## Task description
Count the lines in the records below that contain the string "head" and reply with that number alone.

## Supplied material
** Start **

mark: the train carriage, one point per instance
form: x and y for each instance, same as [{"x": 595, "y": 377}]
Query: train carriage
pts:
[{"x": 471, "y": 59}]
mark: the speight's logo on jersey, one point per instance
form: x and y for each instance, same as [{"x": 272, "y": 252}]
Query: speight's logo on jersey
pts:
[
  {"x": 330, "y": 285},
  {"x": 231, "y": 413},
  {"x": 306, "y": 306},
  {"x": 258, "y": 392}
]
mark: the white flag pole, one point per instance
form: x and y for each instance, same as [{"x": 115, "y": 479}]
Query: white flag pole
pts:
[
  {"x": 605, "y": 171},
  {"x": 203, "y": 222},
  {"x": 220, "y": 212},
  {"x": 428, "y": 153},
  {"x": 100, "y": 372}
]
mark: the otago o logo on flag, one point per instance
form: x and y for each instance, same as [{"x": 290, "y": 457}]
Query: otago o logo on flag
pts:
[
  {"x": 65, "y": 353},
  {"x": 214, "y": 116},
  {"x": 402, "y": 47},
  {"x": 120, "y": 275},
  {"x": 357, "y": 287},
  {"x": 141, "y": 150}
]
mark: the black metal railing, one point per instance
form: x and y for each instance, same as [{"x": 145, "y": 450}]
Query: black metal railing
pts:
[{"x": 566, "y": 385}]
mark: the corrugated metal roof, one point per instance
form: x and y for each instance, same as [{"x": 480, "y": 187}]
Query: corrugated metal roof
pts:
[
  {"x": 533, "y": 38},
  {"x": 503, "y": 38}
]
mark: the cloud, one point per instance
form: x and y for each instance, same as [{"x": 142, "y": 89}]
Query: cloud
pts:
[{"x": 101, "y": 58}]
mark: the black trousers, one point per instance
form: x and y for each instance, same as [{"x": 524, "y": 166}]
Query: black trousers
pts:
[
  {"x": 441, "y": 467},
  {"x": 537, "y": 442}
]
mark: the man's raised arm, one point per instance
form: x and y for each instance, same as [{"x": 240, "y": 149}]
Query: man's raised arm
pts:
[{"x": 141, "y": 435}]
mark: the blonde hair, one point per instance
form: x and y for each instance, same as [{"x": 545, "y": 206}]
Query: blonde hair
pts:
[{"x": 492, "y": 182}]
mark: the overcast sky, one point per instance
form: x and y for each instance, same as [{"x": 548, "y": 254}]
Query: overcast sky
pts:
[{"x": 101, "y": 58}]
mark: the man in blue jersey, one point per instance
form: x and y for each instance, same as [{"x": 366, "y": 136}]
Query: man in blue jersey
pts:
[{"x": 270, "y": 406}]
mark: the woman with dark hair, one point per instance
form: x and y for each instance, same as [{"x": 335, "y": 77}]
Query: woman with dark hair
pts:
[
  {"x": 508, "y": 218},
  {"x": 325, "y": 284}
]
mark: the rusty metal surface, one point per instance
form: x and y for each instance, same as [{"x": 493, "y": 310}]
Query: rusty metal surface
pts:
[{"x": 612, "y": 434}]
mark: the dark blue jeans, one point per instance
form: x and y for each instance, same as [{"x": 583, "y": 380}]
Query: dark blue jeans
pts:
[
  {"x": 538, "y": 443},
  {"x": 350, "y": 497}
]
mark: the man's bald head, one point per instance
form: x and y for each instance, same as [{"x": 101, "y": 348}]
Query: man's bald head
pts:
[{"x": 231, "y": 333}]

** End **
** Start **

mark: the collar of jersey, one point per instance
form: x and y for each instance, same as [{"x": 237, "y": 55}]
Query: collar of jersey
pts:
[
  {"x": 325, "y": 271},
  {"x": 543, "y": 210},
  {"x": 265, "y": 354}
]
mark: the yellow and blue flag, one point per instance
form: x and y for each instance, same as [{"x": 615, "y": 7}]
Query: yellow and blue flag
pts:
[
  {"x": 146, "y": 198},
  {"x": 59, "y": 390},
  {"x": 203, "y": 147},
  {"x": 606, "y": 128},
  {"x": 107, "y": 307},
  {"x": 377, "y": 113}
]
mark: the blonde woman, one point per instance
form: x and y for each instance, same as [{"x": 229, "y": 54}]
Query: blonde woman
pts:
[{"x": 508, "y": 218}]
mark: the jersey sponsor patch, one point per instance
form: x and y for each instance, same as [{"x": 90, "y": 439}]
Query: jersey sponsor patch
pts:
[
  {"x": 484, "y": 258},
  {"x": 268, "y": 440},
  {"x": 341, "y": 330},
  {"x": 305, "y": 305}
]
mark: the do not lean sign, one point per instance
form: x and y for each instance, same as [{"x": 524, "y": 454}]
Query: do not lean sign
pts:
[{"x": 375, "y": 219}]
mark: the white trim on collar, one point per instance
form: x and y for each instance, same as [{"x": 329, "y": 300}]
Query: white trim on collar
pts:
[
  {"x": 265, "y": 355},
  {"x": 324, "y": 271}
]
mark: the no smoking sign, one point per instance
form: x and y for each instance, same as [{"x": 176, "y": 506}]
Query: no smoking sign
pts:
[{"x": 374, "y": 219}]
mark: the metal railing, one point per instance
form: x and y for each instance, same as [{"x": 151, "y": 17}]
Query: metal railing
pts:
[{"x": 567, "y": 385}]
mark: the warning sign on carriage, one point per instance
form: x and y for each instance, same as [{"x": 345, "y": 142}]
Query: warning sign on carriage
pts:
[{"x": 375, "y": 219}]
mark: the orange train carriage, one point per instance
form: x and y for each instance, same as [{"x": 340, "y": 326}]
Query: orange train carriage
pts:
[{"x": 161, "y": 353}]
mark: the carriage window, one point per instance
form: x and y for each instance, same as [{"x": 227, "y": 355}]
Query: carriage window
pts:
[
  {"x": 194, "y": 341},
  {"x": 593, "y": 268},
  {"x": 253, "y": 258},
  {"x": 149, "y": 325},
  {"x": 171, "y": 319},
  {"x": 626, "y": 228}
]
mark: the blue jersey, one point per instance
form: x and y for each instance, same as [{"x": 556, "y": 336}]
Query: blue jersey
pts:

** End **
** Start **

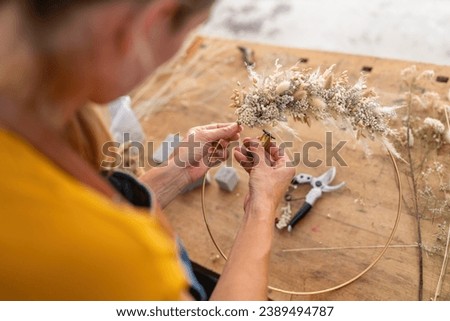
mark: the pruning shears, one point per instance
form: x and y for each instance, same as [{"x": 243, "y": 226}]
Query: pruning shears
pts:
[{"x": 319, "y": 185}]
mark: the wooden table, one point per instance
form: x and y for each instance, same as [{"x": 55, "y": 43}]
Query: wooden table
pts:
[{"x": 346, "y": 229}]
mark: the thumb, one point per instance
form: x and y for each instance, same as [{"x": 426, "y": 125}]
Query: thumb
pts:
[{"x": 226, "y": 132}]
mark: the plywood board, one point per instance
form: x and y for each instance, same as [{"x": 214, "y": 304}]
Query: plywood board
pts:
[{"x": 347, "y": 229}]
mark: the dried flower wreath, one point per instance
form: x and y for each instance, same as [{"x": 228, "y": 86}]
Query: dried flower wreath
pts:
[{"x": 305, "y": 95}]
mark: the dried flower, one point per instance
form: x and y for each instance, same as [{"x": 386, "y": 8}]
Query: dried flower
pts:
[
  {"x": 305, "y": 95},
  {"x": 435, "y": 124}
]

** End **

## In response
2